● CONSIGNES:
1. Reformulez sous forme de liste le paragraphe du texte fourni qui commence par « Dans l’ensemble du pays », en conservant ses faits principaux.
2. Retranscrivez fidèlement le passage du texte fourni qui va de « À Kpalimé, il » jusqu’à « tout était fleuri. ».

● TEXTE FOURNI:
À Kpalimé, il faisait beau et frais. Les touristes affluaient. Même en temps de pluie, les gens étaient contents de visiter la cascade de Yikpa, de Gbalédzé, le mont Agou, etc. Au grand marché de la ville, tout était fleuri.
Il y avait même des gens qui riaient et se prenaient dans les bras. Les fruits et légumes se présentaient en abondance sur les étals. Dans les allées, on pouvait apercevoir les femmes frire des bananes plantains… c’était circulant. Il y avait dans certains coins de bonnes odeurs qui s’échappaient des restaurants, la vie était présente. Il y avait un certain bien-être qui se distillait comme ça… c’était l’extase !
À Badou, lorsque les gens arrivaient, ils étaient parfois accueillis par des danses traditionnelles, les invités semblaient heureux d’être à cet endroit-là, d’être proches de cet univers luxuriant, de la chute d’eau d’Aklowa, des somptueuses termitières, des cacaoyers, des papayers, des corossoliers…
Dans la deuxième ville du pays, à Kara, la vie n’était pas si différente que ça, chacun cherchait à gagner son petit sou comme il pouvait. Les gens allaient en safari à la réserve de Sarakawa, ils visitaient aussi les Tata Somba en pays des Batammaribas, etc.
Dans l’ensemble du pays, des associations s’activent, s’activaient, il y avait de jeunes Européens, Américains, Asiatiques et Océaniens qui débarquaient pour des missions humanitaires. Le bénévolat prenait tout son sens. Il y avait des échanges de connaissances. Les gens combattaient la pauvreté de la manière la plus digne possible, les ONG venaient en aide aux habitants de coins reculés où seul le tourisme est la source de revenus…
Soudainement, les gens sont allés rouvrir les vieilles plaies. Les politiques ont parlé de cérémonies de purification. Ils ont décidé d’exorciser ce qui s’est passé entre 1958 et 2005. À la place de la justice qui doit lire le droit et être l’arbitre d’une société démocratique, les politiques ont décidé que les croyances devraient régner. Il y a eu des cérémonies pour des catholiques, protestants, musulmans, vodoo, et même pour les buveurs de bière dans les boîtes de nuit, etc.

Une série d’enregistrements
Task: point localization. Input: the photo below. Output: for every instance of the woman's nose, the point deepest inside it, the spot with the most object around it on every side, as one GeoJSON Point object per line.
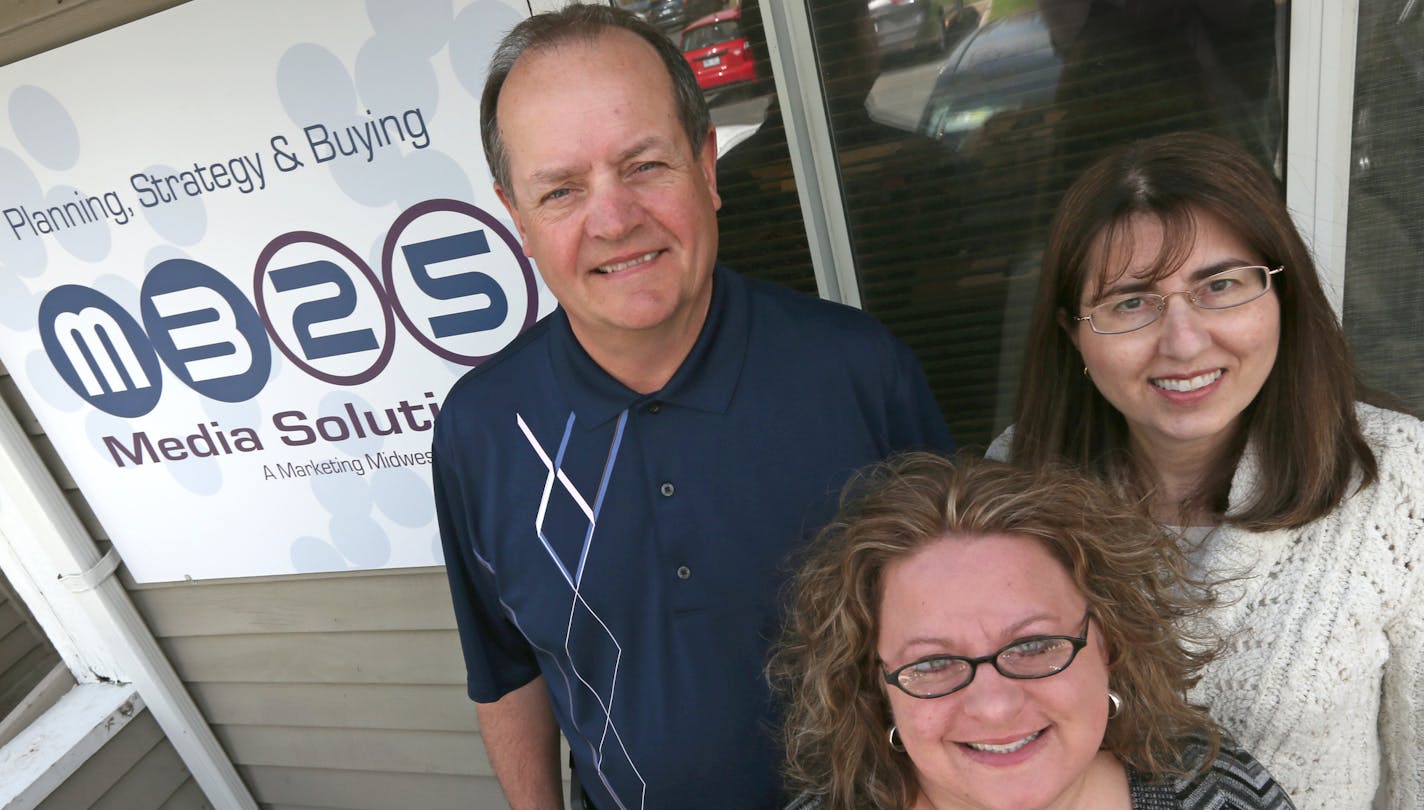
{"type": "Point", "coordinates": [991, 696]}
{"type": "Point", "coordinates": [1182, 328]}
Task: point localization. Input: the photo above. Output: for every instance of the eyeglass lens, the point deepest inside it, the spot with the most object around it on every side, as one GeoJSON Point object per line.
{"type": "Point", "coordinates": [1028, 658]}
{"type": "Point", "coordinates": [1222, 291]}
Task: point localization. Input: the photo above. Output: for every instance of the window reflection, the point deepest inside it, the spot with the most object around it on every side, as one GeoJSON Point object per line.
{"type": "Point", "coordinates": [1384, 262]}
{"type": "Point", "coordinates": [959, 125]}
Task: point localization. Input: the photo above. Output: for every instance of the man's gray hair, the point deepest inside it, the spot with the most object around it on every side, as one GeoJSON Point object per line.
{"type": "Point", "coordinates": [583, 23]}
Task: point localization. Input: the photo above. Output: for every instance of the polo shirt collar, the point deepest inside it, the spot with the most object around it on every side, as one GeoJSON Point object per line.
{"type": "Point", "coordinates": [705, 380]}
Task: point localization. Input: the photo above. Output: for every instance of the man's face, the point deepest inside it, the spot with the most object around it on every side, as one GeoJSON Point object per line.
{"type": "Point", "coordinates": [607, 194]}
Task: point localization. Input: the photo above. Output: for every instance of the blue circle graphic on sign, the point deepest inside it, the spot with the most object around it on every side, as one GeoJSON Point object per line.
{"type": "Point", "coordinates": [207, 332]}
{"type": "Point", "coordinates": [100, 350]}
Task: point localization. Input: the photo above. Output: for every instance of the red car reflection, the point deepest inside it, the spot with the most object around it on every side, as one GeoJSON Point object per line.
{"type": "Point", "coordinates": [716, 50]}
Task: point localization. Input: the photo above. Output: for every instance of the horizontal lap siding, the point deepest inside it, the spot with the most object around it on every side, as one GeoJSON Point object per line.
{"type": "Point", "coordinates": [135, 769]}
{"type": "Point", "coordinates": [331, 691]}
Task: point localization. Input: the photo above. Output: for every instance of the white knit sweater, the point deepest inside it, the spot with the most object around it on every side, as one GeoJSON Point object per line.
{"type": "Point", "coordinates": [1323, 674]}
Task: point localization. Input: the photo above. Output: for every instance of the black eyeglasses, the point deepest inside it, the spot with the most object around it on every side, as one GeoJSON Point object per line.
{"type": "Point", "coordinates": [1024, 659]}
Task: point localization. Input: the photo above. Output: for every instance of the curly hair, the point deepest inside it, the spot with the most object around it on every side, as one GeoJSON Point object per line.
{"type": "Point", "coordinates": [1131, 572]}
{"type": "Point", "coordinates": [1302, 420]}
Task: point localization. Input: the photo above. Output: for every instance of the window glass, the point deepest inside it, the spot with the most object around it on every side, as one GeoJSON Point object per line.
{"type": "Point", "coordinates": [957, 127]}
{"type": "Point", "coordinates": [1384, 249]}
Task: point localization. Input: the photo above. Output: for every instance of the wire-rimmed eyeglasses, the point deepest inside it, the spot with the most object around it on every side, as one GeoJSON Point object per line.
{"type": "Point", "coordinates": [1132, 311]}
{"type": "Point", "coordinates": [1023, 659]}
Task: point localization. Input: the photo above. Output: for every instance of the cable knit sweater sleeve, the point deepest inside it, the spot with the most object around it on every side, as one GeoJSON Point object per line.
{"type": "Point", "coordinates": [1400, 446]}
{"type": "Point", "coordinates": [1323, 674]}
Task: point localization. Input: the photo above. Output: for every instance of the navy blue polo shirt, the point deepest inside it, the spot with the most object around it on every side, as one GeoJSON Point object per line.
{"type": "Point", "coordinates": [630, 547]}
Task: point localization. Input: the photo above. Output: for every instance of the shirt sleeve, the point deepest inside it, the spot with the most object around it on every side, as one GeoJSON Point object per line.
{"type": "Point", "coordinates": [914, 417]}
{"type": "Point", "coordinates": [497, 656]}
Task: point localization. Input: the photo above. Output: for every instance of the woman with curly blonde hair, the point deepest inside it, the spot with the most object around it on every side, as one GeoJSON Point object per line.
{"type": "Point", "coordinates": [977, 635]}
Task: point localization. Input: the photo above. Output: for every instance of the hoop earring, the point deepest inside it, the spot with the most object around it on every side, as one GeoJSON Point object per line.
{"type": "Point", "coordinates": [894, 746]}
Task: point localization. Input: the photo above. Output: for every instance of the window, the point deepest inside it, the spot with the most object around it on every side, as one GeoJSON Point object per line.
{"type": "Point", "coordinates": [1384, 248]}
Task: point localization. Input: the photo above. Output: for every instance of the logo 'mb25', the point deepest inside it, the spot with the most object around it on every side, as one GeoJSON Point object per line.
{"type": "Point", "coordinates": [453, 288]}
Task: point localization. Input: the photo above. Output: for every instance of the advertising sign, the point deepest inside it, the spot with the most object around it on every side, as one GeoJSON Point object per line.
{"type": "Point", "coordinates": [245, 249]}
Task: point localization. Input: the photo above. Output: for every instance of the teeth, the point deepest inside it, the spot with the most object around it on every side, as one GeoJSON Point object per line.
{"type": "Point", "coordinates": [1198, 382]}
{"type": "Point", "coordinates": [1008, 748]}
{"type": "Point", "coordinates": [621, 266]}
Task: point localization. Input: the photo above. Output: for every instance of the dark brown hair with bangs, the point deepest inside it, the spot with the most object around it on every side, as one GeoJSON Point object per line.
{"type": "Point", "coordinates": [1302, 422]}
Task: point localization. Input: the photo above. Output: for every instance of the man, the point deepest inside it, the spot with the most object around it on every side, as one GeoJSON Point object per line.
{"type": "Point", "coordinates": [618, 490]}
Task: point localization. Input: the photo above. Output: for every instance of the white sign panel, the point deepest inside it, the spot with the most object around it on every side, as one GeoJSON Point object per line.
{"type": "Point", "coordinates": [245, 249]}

● RÉPONSES FOURNIES:
1.
- Dans tout le pays, des associations étaient actives.
- De jeunes Européens, Américains, Asiatiques et Océaniens arrivaient pour des missions humanitaires.
- Le bénévolat prenait tout son sens, et des connaissances s’échangeaient.
- Les gens luttaient contre la pauvreté de la manière la plus digne possible.
- Les ONG aidaient les habitants des coins reculés, où le tourisme était la seule source de revenus.

2.
À Kpalimé, il faisait beau et frais. Les touristes affluaient. Même en temps de pluie, les gens étaient contents de visiter la cascade de Yikpa, de Gbalédzé, le mont Agou, etc. Au grand marché de la ville, tout était fleuri.